Yes, we still agree to keep "In God We Trust" though this has been challenged by dissidents.
NOTE: Nobody is required to use federal reserve dollars except if the receiving institution requires that.
It is perfectly legal to issue and use your own currency, provided it follows a few basic laws to prevent confusion with federal notes.

The difference is that we AGREE or CONSENT to allow for the phrase "In God We Trust"

We used to agree to let states have jurisdiction over marriages, until that was contested.
Now we no longer agree on policies, where some people want their states to recognize LGBT/same sex marriages
and some people don't.

The difference is consent.

If we do not consent on the rules for marriages, either we need to separate the rules into separate jurisdictions, or
remove marriage from the state govt and replace with civil unions, domestic partnerships or other alternatives that people of that state DO agree to.
(Similar to removing Prayer from public schools, and replacing them with "Moments of Silence" as a more neutral alternative that passed in Texas.)

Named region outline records
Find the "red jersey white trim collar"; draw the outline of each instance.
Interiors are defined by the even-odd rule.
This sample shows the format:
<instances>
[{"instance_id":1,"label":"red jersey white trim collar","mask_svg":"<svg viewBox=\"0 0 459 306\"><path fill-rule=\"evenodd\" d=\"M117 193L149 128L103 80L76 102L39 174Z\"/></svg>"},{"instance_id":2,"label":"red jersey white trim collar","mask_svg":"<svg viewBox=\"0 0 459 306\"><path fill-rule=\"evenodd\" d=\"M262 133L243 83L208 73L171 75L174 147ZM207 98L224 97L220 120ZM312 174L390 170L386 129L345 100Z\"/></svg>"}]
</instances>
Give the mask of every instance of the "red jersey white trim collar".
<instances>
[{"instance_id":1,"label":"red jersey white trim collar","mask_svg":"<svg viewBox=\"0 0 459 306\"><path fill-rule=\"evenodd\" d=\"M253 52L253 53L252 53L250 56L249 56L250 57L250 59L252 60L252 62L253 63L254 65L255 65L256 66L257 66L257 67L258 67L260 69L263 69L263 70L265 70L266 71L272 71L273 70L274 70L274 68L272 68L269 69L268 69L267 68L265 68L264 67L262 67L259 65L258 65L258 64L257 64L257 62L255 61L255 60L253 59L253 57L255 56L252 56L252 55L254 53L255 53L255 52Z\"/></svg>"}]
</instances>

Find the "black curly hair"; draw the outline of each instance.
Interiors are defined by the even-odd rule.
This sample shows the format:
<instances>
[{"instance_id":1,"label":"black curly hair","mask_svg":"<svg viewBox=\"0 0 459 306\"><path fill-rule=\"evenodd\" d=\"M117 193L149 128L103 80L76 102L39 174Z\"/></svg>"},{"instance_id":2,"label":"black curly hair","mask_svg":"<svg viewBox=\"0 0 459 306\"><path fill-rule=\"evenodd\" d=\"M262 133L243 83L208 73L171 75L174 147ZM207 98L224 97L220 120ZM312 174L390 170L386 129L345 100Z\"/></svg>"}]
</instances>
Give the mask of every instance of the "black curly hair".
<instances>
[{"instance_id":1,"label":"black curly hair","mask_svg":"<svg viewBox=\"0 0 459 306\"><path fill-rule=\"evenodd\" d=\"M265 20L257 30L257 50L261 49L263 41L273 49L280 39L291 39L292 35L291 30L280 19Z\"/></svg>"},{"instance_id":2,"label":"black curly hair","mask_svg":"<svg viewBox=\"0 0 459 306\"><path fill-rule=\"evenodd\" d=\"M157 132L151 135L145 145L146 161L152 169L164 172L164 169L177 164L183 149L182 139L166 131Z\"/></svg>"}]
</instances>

What you need to do —
A: Answer these questions about the text on consent and public policy:
(i) Which phrase does the text say we still agree to keep?
(ii) Who, according to the text, used to have jurisdiction over marriages?
(iii) What replacement for prayer in public schools passed in Texas?
B: Write the next part of the text on consent and public policy, picking up after its final sentence.

Answers to the problems —
A:
(i) "In God We Trust"
(ii) The states
(iii) "Moments of Silence"

B:
danielpalos
Do you like the idea of requiring Businesses, Corporations and Political Parties to file as
Nonreligious or Religious?
SEE Bull Ring - Side Question B: What law requires any Business to file as a "Religious Organization" in order to express or advertise Beliefs

If you like this idea, how about you and me bring teams together from CA and TX,
and write a legislative proposal to recognize Parties as either Nonreligious or Political Religious Organizations,
and agree to count LGBT beliefs, beliefs in marriage and health care as rights, statist beliefs, Libertarian or States' Rights beliefs,
voting rights and gun rights beliefs, etc. as political beliefs.

So all parties must reorganize into groups that only push for their own beliefs and do not recognize other beliefs equally,
vs groups that agree to PUBLIC ACCOMMODATIONS and sign agreements not to lobby or legislate any beliefs that conflict
with beliefs of other people, parties or groups.

Would you be willing to cochair a Constitutional Ethics Commission on how to manage political beliefs
with respect to Public Accommodations laws?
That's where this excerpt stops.